J'étais horrifié. J'ai dit NON ! J'avais envie de crier. Que savaient-ils de la « destinée » de ce corps? Que savaient-ils du combat qu'Elle livrait dans son corps? Elle n'était pas morte ! Et soudain, j'avais une écrasante responsabilité sur les épaules : il y avait ce prodigieux Document, l'Agenda de Mère, cette expérience vécue pas à pas dans la Nuit de la Terre et l'incompréhension des hommes — il fallait sauver ce Document ! Il fallait dire, il fallait faire comprendre. Ils avaient tous peur de ce que je savais. Je me suis réfugié avec Sujata et les papiers de Mère dans un jardin voisin de Pondichéry. Et d'abord, frénétiquement comme si je m'attendais à mourir à n'importe quel moment, j'ai écrit cette Trilogie où j'essayais désespérément de dire le chemin de Mère : le Matérialisme Divin, l'Espèce Nouvelle, la Mutation de la Mort.
Et tout de suite, la bataille de l'Agenda s'est déclarée.
Ils étaient les « propriétaires » de Mère et de Sri Aurobindo, ils voulaient les papiers de Mère, j'avais « volé » les papiers de Mère, ils voulaient supprimer, censurer tout ce qui pouvait nuire au renom de leur saint Ashram, et surtout ils voulaient faire une nouvelle Religion de Sri Aurobindo, une grande Affaire monétaire et profitable avec des millions de disciples et des touristes —je dérangeais la belle affaire. Il y avait des Financiers tout prêts. Ils ont voulu même faire un faux Agenda dûment imprimé avec tous les moyens voulus, tandis que j'étais là à me débattre sans un sou pour faire publier purement et simplement ce qu'Elle voulait pour la terre et pour les hommes.

_ _ _ _ _ _ _

**CONSIGNES:**
1: Répondez à ces questions d'après le texte fourni :
(a) Quels sont les trois titres réunis dans la Trilogie ?
(b) Quel nom porte le Document qu'il fallait sauver ?
(c) Qu'a-t-on voulu imprimer, d'après la fin du texte ?
2: Recopiez le passage du texte fourni qui commence à « Et tout de suite, la » et se termine après « pour les hommes. », en mettant « Banquiers » à la place de « Financiers ».
3: Ces affirmations correspondent-elles au texte fourni ? Répondez par oui ou par non, puis citez les mots du texte qui le montrent.
(a) Le refuge se trouvait dans un jardin près de Pondichéry.
(b) Des Financiers étaient déjà prêts.
(c) La publication de l'Agenda disposait de beaucoup d'argent.

**DONNÉES PRÉSENTÉES:**
_ _ _ _ _ _ _

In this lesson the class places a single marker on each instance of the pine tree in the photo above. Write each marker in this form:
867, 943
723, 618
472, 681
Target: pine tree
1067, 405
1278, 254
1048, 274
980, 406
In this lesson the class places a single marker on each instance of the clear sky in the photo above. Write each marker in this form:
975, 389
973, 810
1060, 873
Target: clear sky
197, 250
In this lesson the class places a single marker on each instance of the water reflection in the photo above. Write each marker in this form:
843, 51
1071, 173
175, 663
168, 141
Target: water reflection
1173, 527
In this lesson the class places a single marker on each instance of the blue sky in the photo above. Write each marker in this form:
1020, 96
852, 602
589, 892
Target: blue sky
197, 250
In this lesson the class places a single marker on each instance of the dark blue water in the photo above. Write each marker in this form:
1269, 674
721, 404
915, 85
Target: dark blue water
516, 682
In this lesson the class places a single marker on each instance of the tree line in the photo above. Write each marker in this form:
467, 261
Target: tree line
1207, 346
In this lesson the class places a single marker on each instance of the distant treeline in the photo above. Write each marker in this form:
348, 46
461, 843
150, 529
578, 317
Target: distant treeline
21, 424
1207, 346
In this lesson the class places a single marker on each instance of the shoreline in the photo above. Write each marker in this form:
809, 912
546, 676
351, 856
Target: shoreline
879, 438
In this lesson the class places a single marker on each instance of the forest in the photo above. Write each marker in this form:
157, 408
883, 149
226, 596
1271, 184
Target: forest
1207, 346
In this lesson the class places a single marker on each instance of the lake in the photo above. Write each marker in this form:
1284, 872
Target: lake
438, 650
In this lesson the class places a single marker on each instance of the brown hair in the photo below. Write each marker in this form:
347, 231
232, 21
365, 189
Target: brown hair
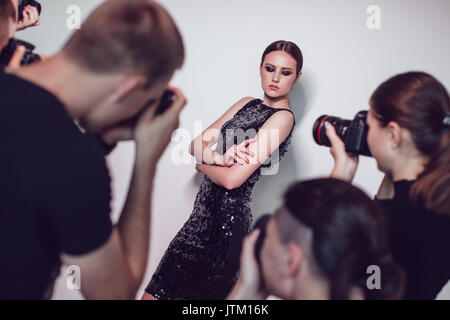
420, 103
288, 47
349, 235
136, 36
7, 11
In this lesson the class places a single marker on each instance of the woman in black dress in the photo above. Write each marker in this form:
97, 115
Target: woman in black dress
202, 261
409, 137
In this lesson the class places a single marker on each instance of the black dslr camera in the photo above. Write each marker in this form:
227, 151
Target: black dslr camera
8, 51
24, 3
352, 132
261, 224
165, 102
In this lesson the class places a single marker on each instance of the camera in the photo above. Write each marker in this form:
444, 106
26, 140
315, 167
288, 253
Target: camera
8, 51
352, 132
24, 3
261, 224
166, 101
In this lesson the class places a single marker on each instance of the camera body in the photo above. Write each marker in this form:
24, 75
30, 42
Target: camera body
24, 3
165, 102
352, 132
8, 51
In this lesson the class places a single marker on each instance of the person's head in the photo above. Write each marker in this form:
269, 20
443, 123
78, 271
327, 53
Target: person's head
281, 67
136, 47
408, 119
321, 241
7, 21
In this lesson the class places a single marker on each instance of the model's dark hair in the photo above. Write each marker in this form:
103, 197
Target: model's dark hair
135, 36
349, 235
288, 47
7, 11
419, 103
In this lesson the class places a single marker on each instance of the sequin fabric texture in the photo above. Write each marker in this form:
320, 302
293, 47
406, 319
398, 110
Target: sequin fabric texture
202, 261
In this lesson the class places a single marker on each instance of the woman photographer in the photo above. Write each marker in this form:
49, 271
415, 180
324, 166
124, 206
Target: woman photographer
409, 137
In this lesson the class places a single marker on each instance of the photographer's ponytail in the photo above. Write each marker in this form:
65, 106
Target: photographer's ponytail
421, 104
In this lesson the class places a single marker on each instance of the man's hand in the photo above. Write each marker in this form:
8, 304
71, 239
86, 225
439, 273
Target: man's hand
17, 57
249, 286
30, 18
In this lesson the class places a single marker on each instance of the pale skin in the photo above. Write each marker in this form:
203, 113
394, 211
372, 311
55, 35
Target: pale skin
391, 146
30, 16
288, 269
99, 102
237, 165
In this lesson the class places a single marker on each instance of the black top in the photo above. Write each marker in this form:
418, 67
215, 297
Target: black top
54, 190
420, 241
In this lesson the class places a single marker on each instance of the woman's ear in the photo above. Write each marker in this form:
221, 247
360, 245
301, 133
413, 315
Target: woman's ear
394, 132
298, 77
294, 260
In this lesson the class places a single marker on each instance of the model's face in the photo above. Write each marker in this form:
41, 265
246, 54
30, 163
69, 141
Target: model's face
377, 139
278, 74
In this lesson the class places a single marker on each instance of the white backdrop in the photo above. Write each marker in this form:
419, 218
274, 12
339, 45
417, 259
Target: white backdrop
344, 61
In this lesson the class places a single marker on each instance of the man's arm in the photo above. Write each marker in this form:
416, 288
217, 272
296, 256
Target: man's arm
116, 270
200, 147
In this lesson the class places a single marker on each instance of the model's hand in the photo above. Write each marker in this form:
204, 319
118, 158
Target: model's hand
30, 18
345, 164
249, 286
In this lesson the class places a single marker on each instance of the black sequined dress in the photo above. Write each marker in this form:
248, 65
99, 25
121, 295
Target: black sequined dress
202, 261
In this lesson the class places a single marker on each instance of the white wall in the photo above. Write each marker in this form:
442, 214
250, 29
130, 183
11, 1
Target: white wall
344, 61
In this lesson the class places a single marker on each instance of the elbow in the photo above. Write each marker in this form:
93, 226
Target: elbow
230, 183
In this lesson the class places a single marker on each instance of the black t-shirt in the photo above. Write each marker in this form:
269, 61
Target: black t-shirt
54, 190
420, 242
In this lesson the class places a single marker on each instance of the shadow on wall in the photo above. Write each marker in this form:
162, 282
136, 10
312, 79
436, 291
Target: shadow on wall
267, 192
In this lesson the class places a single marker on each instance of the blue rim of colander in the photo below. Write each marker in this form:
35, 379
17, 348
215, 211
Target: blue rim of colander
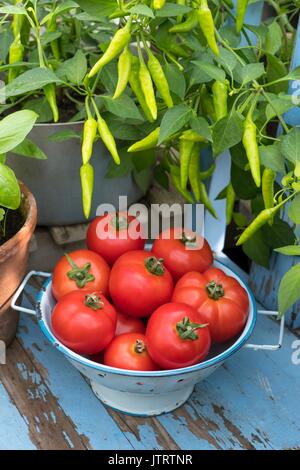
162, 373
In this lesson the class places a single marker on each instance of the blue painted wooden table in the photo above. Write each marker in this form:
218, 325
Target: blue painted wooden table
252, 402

_ _ _ _ _ _ _

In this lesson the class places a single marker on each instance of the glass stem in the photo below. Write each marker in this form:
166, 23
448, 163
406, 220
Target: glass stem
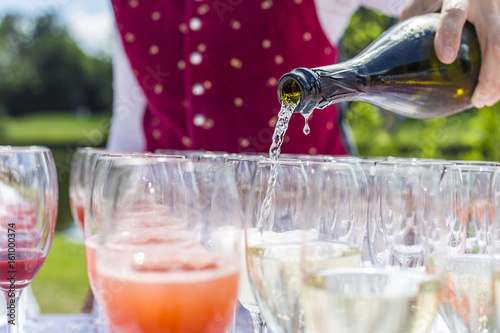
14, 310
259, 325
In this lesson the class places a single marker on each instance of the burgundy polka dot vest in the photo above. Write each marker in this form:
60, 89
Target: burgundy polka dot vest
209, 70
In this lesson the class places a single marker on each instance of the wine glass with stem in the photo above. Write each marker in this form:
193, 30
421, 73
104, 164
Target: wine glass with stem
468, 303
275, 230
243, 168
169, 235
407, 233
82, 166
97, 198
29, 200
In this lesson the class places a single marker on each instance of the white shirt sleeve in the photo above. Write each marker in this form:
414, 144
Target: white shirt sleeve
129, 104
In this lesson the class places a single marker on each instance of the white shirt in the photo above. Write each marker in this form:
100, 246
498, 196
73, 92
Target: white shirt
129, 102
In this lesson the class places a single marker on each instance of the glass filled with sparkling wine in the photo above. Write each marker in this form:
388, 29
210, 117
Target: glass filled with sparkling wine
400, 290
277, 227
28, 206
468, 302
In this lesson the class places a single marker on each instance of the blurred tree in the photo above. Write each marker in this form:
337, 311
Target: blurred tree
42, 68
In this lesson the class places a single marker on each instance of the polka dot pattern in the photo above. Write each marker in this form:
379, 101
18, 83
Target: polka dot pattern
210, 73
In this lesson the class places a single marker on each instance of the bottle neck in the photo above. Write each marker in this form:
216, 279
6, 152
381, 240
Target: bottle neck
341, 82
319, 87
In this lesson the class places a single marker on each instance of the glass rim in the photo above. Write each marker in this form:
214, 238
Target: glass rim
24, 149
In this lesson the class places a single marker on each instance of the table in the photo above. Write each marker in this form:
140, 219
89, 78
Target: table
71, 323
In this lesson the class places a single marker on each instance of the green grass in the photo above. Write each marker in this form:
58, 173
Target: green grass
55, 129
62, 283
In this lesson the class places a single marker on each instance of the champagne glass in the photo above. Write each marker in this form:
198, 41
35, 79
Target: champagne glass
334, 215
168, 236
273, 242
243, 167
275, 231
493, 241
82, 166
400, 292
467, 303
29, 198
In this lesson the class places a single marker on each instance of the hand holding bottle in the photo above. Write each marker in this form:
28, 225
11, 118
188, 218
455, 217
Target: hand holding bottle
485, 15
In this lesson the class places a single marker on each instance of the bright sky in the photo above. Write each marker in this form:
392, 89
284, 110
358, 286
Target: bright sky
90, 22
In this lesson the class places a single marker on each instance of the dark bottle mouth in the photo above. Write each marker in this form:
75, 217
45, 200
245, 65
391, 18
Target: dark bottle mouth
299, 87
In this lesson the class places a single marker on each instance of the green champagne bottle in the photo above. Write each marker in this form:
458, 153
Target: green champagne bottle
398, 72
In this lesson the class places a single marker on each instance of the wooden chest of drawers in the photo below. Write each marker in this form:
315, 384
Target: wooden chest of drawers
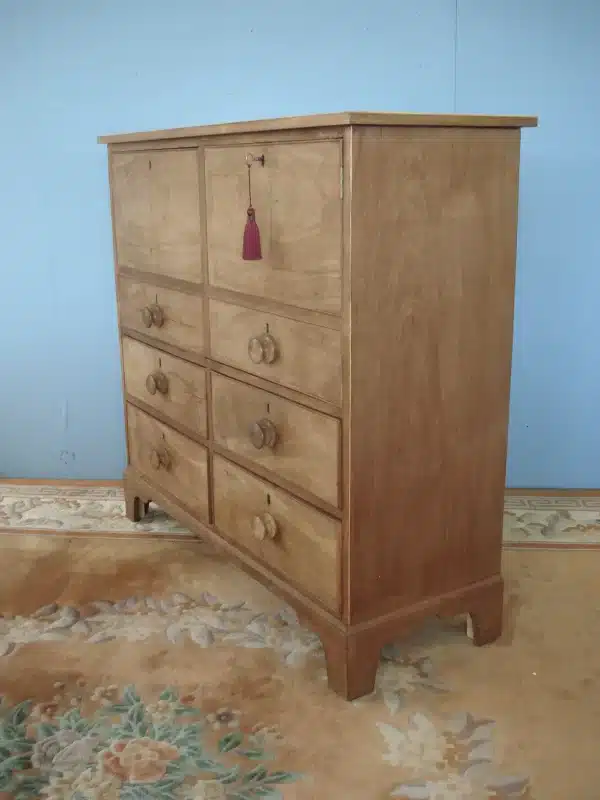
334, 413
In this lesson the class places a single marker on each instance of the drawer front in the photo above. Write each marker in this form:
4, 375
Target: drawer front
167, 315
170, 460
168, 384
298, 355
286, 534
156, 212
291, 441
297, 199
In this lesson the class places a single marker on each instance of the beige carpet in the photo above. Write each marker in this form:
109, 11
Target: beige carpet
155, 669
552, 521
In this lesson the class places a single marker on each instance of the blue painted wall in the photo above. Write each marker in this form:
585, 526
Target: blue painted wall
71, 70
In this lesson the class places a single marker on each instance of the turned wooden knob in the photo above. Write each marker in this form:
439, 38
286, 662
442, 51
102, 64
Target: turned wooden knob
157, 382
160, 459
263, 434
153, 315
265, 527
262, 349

_ _ _ _ _ _ _

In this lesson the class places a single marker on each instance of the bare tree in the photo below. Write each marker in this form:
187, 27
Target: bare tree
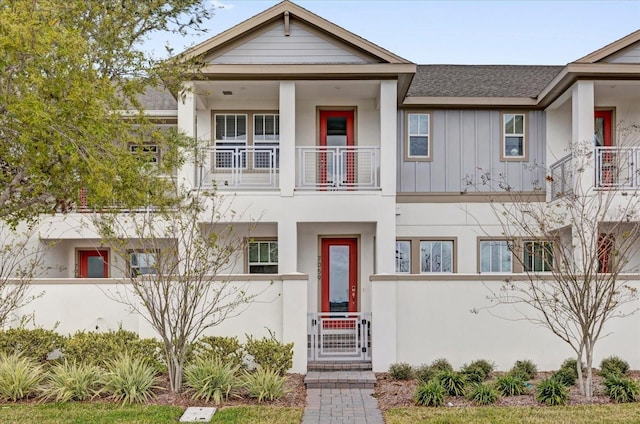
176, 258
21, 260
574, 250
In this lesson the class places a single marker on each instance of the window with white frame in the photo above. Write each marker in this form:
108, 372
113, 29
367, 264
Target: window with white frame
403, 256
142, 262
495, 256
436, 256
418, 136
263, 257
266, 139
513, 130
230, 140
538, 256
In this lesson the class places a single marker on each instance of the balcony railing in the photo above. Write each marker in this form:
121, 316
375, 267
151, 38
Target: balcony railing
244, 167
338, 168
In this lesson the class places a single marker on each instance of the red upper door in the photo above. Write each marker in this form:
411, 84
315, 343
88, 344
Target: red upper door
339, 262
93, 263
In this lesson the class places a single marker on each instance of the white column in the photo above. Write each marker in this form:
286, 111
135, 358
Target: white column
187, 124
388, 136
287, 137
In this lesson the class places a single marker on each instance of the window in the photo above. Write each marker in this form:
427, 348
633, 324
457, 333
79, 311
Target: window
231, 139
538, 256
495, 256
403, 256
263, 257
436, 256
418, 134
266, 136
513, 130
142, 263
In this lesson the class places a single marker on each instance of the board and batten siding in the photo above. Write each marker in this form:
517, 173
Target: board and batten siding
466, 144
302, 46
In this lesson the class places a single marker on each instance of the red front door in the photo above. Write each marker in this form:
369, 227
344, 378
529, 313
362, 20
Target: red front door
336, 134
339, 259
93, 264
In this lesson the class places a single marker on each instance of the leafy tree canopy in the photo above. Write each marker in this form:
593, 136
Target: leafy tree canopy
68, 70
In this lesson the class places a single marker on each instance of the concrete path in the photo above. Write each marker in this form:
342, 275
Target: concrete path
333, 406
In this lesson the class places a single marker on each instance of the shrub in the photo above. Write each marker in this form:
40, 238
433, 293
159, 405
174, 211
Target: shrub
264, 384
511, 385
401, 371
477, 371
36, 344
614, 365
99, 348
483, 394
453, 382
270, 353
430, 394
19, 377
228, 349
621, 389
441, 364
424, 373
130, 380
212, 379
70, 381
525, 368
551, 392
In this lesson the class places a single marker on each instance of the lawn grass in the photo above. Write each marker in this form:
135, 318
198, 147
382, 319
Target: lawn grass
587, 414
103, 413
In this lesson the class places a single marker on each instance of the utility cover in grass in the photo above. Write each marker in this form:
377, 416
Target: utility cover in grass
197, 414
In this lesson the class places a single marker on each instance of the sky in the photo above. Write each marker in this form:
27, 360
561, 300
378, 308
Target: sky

_ _ _ _ _ _ _

**RÉPONSES:**
1:
(a) Le Matérialisme Divin, l'Espèce Nouvelle, la Mutation de la Mort.
(b) L'Agenda de Mère.
(c) Un faux Agenda, dûment imprimé avec tous les moyens voulus.

2:
Et tout de suite, la bataille de l'Agenda s'est déclarée.
Ils étaient les « propriétaires » de Mère et de Sri Aurobindo, ils voulaient les papiers de Mère, j'avais « volé » les papiers de Mère, ils voulaient supprimer, censurer tout ce qui pouvait nuire au renom de leur saint Ashram, et surtout ils voulaient faire une nouvelle Religion de Sri Aurobindo, une grande Affaire monétaire et profitable avec des millions de disciples et des touristes —je dérangeais la belle affaire. Il y avait des Banquiers tout prêts. Ils ont voulu même faire un faux Agenda dûment imprimé avec tous les moyens voulus, tandis que j'étais là à me débattre sans un sou pour faire publier purement et simplement ce qu'Elle voulait pour la terre et pour les hommes.

3:
(a) Oui : « dans un jardin voisin de Pondichéry ».
(b) Oui : « Il y avait des Financiers tout prêts. »
(c) Non : « sans un sou pour faire publier ».